What is required ::
Reproduce the line that contains "Where in the photo above can the green" and every line after it through the end of the records, exactly, with nothing added.

═════ Dataset excerpts

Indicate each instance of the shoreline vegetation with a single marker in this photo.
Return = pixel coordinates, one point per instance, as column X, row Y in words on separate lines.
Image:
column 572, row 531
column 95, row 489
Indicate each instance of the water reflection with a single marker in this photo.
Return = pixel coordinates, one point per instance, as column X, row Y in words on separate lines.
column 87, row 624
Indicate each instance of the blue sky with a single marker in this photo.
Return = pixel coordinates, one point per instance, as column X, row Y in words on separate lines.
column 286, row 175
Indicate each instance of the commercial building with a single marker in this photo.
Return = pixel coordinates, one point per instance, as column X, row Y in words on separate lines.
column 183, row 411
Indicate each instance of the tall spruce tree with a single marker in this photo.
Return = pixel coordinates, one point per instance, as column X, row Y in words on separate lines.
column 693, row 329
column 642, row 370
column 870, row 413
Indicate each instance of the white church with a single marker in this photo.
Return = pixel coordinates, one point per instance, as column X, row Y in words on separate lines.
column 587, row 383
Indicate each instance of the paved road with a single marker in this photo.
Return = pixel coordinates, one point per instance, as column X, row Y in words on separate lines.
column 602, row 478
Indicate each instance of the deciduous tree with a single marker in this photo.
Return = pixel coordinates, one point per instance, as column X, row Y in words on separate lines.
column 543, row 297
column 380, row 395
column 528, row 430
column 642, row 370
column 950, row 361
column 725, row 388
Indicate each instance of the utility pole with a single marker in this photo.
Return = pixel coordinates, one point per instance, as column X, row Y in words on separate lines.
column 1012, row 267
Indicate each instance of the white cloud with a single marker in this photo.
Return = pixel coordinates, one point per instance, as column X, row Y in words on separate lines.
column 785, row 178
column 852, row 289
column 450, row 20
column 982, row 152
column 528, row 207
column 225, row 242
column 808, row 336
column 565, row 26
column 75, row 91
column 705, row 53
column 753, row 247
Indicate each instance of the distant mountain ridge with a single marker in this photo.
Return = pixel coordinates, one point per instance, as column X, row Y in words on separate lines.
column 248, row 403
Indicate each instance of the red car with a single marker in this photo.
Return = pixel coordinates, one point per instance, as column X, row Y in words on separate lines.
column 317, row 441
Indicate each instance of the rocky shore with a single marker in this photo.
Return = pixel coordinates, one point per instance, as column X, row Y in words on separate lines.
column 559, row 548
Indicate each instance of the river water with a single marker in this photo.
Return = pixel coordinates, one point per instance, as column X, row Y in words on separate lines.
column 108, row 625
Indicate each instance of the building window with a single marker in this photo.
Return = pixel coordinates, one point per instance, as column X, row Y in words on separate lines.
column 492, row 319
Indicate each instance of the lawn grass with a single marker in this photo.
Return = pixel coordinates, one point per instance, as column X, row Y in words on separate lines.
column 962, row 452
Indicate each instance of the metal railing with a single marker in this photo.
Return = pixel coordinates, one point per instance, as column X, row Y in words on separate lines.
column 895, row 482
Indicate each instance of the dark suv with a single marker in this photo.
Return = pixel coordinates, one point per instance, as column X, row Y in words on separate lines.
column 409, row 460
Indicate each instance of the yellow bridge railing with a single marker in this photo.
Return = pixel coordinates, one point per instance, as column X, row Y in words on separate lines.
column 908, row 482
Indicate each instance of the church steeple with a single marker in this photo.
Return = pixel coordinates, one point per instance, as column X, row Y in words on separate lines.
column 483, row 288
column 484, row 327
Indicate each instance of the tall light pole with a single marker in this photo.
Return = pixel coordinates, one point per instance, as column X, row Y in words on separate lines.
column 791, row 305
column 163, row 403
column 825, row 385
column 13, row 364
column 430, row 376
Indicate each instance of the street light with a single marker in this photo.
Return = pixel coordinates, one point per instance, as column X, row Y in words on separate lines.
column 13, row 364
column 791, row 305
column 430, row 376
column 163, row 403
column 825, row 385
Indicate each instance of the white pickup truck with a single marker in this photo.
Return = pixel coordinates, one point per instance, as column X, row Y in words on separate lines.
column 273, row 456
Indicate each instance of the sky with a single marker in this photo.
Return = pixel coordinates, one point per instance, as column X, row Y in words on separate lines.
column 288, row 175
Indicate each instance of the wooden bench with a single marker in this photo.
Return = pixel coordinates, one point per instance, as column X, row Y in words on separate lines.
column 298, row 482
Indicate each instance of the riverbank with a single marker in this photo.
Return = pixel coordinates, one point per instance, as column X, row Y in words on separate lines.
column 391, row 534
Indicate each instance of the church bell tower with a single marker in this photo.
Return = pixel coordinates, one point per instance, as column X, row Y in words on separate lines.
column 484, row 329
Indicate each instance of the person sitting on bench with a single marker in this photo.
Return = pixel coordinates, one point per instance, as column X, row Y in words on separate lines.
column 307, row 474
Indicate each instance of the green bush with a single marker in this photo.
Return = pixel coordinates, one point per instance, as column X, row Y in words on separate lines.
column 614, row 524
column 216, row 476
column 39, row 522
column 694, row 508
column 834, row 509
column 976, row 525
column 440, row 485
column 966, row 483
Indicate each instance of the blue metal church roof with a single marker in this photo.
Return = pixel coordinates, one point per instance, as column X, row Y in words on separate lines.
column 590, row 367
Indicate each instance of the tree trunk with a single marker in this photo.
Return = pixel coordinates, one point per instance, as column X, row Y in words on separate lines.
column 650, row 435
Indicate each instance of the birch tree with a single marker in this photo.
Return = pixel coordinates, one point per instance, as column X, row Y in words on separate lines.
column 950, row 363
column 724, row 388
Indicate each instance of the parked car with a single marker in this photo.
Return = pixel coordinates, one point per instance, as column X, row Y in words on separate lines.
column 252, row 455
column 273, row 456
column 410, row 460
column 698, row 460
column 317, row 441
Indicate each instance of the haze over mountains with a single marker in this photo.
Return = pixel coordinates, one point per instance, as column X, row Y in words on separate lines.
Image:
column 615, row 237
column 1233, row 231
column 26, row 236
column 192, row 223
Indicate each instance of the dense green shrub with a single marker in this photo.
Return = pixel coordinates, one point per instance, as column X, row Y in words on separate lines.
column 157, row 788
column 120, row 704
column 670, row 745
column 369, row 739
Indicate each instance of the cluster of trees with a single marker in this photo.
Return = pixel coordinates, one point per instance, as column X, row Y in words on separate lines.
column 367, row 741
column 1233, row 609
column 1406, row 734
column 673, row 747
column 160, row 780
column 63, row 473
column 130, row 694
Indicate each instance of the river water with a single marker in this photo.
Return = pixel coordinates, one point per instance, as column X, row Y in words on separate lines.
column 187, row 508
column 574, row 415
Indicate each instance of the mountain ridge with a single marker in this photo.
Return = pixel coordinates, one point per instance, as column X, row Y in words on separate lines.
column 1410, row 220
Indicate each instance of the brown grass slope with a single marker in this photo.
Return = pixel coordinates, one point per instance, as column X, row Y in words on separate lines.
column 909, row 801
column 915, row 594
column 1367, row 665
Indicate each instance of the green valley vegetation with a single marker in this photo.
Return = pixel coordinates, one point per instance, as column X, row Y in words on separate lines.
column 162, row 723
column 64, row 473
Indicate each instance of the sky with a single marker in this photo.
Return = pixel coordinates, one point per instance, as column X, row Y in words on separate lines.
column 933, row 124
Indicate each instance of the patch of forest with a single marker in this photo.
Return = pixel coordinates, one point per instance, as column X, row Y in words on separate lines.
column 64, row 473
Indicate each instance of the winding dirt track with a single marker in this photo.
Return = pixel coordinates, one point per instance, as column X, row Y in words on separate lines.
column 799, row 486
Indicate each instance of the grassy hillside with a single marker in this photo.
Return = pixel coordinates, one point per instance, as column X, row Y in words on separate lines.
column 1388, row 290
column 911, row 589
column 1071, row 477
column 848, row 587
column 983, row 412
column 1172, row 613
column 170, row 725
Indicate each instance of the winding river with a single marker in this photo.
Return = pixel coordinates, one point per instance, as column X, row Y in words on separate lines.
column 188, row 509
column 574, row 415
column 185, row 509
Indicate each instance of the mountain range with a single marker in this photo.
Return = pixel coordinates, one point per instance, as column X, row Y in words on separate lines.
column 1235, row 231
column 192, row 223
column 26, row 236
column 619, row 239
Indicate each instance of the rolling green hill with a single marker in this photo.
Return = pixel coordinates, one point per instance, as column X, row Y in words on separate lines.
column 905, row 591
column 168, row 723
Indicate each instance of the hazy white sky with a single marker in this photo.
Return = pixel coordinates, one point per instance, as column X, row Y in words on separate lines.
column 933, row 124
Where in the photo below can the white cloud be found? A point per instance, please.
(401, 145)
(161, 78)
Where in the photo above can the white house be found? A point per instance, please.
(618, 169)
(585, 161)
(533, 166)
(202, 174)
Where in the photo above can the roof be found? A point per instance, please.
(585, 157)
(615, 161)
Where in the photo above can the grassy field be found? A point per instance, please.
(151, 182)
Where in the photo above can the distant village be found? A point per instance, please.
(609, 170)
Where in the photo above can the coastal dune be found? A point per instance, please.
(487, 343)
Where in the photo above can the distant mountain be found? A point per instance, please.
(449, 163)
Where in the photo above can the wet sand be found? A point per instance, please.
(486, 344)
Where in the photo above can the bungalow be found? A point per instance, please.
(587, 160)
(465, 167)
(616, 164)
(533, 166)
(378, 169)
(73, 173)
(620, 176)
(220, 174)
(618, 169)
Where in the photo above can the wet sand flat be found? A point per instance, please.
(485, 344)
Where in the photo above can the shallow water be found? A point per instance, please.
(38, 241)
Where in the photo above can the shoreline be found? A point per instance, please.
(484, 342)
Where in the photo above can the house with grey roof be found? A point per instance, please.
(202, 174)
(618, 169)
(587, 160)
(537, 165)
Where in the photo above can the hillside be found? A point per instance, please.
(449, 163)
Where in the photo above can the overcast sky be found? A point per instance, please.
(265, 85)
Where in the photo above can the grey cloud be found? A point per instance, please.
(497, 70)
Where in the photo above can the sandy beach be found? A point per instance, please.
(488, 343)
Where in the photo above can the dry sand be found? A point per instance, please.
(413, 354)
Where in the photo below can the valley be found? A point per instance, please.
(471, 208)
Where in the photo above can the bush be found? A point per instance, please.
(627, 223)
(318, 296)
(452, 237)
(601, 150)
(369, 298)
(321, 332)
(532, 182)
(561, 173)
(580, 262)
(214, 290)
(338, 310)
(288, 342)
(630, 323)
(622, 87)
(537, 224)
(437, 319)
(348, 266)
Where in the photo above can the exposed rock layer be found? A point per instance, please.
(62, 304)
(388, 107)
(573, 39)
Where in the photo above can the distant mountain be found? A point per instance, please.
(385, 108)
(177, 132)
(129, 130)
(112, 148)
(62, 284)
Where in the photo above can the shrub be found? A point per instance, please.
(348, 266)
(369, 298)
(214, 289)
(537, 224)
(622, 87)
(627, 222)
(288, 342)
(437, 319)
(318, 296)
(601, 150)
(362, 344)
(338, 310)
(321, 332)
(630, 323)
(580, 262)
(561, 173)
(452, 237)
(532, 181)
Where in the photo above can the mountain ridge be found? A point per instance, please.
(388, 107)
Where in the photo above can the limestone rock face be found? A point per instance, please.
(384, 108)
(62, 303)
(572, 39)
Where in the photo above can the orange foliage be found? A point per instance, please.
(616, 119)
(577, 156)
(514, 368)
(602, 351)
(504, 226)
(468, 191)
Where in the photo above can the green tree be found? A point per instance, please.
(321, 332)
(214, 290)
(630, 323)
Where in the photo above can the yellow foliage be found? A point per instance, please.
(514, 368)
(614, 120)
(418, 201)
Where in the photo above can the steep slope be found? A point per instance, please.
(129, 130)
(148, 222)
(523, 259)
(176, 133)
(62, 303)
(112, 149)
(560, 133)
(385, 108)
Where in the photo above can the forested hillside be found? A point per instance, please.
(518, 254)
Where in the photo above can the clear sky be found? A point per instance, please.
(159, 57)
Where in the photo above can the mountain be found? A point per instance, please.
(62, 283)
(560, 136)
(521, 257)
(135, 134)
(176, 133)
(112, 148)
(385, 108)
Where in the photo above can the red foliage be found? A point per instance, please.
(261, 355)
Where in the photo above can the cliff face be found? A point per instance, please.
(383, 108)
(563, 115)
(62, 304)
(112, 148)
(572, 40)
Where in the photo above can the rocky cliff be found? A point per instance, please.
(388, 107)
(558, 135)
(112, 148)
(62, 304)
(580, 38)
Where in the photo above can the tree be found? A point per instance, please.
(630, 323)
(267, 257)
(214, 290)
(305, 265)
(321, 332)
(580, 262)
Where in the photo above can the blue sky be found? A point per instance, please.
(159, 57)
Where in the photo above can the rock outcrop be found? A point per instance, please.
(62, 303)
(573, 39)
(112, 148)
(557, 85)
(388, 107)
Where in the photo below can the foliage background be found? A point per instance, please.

══════════

Response box ::
Where in the photo above can the green tree be found? A point per instance, please.
(321, 332)
(214, 290)
(630, 323)
Where in the photo above can the yellow foliage be found? A point per instance, please.
(514, 368)
(614, 120)
(418, 201)
Where in the photo above can the steep slope be found? A point per instance, please.
(129, 130)
(148, 222)
(523, 259)
(176, 133)
(62, 303)
(112, 149)
(560, 133)
(385, 108)
Where in the photo above can the forested hillside be found? A point per instance, please.
(518, 254)
Where in the photo above can the clear sky be found? A point per instance, please.
(159, 57)
Where in the photo above can the mountain be found? A point per instance, please.
(62, 283)
(560, 136)
(521, 257)
(135, 134)
(176, 133)
(112, 148)
(385, 108)
Where in the photo above can the red foliage be found? A point per instance, please.
(261, 355)
Where in the photo above can the cliff face be found? A point per instance, please.
(383, 108)
(563, 115)
(62, 304)
(112, 148)
(572, 40)
Where in the photo above can the rocky cliff be found? A point per instance, please.
(388, 107)
(558, 135)
(112, 148)
(62, 304)
(580, 38)
Where in the photo above can the tree be found? A point per instance, please.
(630, 323)
(267, 257)
(214, 290)
(305, 265)
(321, 332)
(580, 262)
Where in the photo above can the blue sky be found? A point per instance, please.
(159, 57)
Where in the photo above can the rock outcrop be found? A point per instance, please.
(62, 303)
(573, 39)
(112, 148)
(557, 85)
(388, 107)
Where in the photo below can the foliage background be found? A point per instance, please.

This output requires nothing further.